--- Goal of the exercise ---
Without the images, write out the entries word for word.

(Collected data)
= = = =

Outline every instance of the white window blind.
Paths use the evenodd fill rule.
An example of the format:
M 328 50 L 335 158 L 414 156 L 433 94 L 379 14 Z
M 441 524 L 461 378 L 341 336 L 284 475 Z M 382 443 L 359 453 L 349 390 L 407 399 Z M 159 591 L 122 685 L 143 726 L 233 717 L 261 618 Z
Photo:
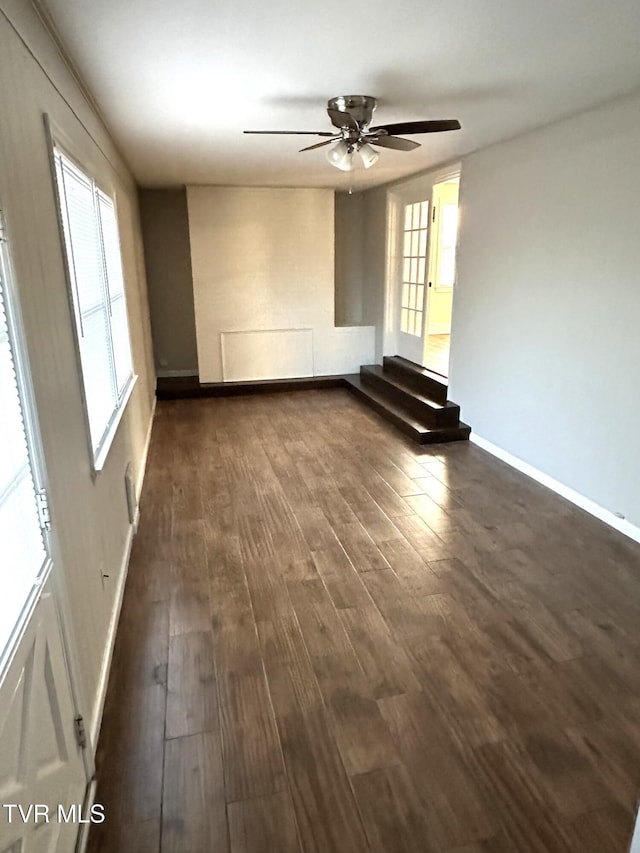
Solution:
M 103 192 L 98 191 L 98 209 L 102 226 L 104 262 L 109 290 L 109 310 L 111 316 L 111 340 L 115 362 L 116 390 L 122 394 L 131 376 L 131 347 L 129 345 L 129 323 L 127 305 L 124 296 L 124 278 L 120 259 L 118 240 L 118 222 L 113 202 Z
M 133 381 L 118 223 L 109 196 L 59 149 L 54 154 L 95 463 Z
M 7 305 L 0 243 L 0 659 L 47 562 Z

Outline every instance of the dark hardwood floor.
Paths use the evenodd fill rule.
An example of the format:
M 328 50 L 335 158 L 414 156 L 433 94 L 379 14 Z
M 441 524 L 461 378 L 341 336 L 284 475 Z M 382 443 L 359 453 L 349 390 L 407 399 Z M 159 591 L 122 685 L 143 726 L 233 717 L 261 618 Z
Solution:
M 624 853 L 640 546 L 346 391 L 158 405 L 109 853 Z
M 449 375 L 451 335 L 427 335 L 424 345 L 424 366 L 441 376 Z

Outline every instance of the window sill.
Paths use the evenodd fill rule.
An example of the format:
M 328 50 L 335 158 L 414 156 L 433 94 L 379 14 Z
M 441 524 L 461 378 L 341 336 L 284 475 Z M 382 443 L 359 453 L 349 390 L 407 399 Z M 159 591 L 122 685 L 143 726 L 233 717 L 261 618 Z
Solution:
M 131 395 L 133 393 L 133 389 L 136 386 L 136 382 L 138 381 L 138 376 L 134 374 L 125 389 L 124 394 L 122 395 L 122 399 L 120 401 L 120 405 L 118 406 L 118 410 L 113 416 L 113 420 L 107 430 L 104 439 L 102 440 L 102 444 L 100 449 L 93 457 L 93 474 L 99 474 L 100 471 L 105 466 L 105 462 L 107 461 L 107 456 L 109 455 L 109 451 L 111 450 L 111 445 L 113 444 L 113 440 L 116 437 L 116 432 L 118 431 L 118 427 L 120 426 L 120 421 L 124 415 L 125 409 L 127 408 L 127 403 L 129 402 Z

= = = =

--- Completed exercise ---
Outline every instance of the white window blind.
Paths use the evenodd fill rule.
An example of the format:
M 328 50 L 335 158 L 414 156 L 433 94 L 379 14 Z
M 441 524 L 461 378 L 341 336 L 284 475 Z M 382 443 L 359 453 L 349 390 L 407 399 Z M 159 591 L 122 685 L 143 726 L 233 717 L 261 618 Z
Photo:
Solution:
M 103 192 L 98 191 L 98 209 L 102 226 L 104 262 L 109 290 L 109 310 L 111 316 L 111 340 L 115 362 L 116 390 L 122 394 L 131 376 L 131 347 L 129 345 L 129 323 L 127 305 L 124 296 L 124 278 L 120 259 L 118 240 L 118 222 L 113 202 Z
M 133 381 L 118 223 L 109 196 L 59 149 L 54 154 L 95 463 Z
M 7 305 L 0 243 L 0 659 L 47 562 Z

Outline every instance of the dark hardwood floor.
Paths use the evenodd fill rule.
An example of the format:
M 328 50 L 335 158 L 414 156 L 433 94 L 379 14 Z
M 441 524 L 461 378 L 341 336 L 284 475 Z M 382 443 L 359 453 L 349 390 L 407 399 Z M 159 591 L 122 685 L 143 726 L 233 717 L 261 618 Z
Solution:
M 624 853 L 640 546 L 346 391 L 158 405 L 109 853 Z
M 449 375 L 451 335 L 427 335 L 424 345 L 424 366 L 441 376 Z

Outline every instance of the window sill.
Paths use the evenodd fill rule.
An example of the format:
M 328 50 L 335 158 L 414 156 L 433 94 L 379 14 Z
M 441 524 L 461 378 L 341 336 L 284 475 Z M 382 443 L 359 453 L 349 390 L 407 399 Z M 159 591 L 122 685 L 143 726 L 233 717 L 261 618 Z
Solution:
M 131 395 L 133 393 L 133 389 L 136 386 L 136 382 L 138 381 L 138 376 L 134 374 L 125 389 L 124 394 L 122 395 L 122 399 L 120 401 L 120 405 L 118 406 L 118 410 L 113 416 L 113 420 L 107 430 L 104 439 L 102 440 L 102 444 L 100 449 L 93 457 L 93 474 L 99 474 L 100 471 L 105 466 L 105 462 L 107 461 L 107 456 L 109 455 L 109 451 L 111 450 L 111 445 L 113 444 L 113 440 L 116 437 L 116 432 L 118 431 L 118 427 L 120 426 L 120 421 L 124 415 L 125 409 L 127 408 L 127 403 L 129 402 Z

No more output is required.